- **DIRECTIONS**: Reproduce the rows below, switching every occurrence of "rough mask" to "coarse mask" and leaving everything else unchanged.
DATA FOR THIS TASK below:
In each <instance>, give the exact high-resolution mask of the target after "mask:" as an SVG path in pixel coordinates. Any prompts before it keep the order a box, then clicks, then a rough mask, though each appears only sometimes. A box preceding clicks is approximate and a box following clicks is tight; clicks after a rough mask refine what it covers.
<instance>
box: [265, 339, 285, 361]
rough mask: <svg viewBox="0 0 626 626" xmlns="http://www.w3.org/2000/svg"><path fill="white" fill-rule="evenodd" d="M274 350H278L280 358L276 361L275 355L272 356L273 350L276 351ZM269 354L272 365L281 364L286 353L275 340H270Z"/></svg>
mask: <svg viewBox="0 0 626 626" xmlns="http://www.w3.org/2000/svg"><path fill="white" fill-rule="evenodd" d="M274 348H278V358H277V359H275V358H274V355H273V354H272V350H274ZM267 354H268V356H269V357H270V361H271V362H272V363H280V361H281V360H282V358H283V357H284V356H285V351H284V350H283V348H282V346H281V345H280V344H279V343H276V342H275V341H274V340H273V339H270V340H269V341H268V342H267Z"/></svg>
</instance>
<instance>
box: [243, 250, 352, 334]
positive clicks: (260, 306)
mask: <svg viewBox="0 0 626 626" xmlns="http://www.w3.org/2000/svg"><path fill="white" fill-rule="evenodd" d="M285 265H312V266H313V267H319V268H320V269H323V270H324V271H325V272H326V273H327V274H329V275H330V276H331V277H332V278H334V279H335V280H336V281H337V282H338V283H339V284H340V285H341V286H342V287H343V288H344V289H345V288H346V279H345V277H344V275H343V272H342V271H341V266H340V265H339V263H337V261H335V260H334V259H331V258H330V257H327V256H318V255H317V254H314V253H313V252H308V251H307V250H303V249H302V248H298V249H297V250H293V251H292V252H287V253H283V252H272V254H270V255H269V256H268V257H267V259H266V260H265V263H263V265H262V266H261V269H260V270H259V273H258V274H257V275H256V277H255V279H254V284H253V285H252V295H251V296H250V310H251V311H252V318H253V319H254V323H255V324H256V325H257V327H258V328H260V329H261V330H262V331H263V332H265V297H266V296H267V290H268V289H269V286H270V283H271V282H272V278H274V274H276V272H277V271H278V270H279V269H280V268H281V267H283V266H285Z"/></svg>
End of DATA FOR THIS TASK.
- **EXPECTED ANSWER**:
In each <instance>, give the exact high-resolution mask of the target after "mask:" as an SVG path in pixel coordinates. Any prompts before it keep the order a box, then clicks, then a coarse mask, though each appears only sometimes. A box preceding clicks is approximate and a box following clicks is tight; clicks after a coarse mask refine what it covers.
<instance>
box: [265, 339, 285, 361]
coarse mask: <svg viewBox="0 0 626 626" xmlns="http://www.w3.org/2000/svg"><path fill="white" fill-rule="evenodd" d="M274 350H278L280 358L276 361L275 355L272 356L273 350L276 351ZM269 354L272 365L281 364L286 353L275 340H270Z"/></svg>
mask: <svg viewBox="0 0 626 626" xmlns="http://www.w3.org/2000/svg"><path fill="white" fill-rule="evenodd" d="M274 348H278V358H277V359H275V358H274V355H273V354H272V350H274ZM267 354H268V356H269V357H270V361H271V362H272V363H280V361H281V360H282V358H283V357H284V356H285V351H284V350H283V348H282V346H281V345H280V344H279V343H276V342H275V341H274V340H273V339H270V340H269V341H268V342H267Z"/></svg>
</instance>
<instance>
box: [243, 250, 352, 334]
positive clicks: (260, 306)
mask: <svg viewBox="0 0 626 626" xmlns="http://www.w3.org/2000/svg"><path fill="white" fill-rule="evenodd" d="M285 265H312V266H313V267H319V268H320V269H323V270H324V271H325V272H326V273H327V274H329V275H330V276H331V277H332V278H334V279H335V280H336V281H337V282H338V283H339V284H340V285H341V286H342V287H343V288H344V289H345V288H346V279H345V277H344V275H343V272H342V271H341V266H340V265H339V263H337V261H335V260H334V259H331V258H330V257H327V256H318V255H317V254H314V253H313V252H308V251H307V250H303V249H302V248H298V249H297V250H293V251H292V252H287V253H283V252H272V254H270V255H269V256H268V257H267V259H266V260H265V263H263V265H262V266H261V269H260V270H259V273H258V274H257V275H256V277H255V279H254V284H253V285H252V295H251V296H250V310H251V311H252V318H253V319H254V323H255V324H256V325H257V327H258V328H260V329H261V330H262V331H263V332H265V297H266V296H267V290H268V289H269V286H270V283H271V282H272V278H274V274H276V272H277V271H278V270H279V269H280V268H281V267H283V266H285Z"/></svg>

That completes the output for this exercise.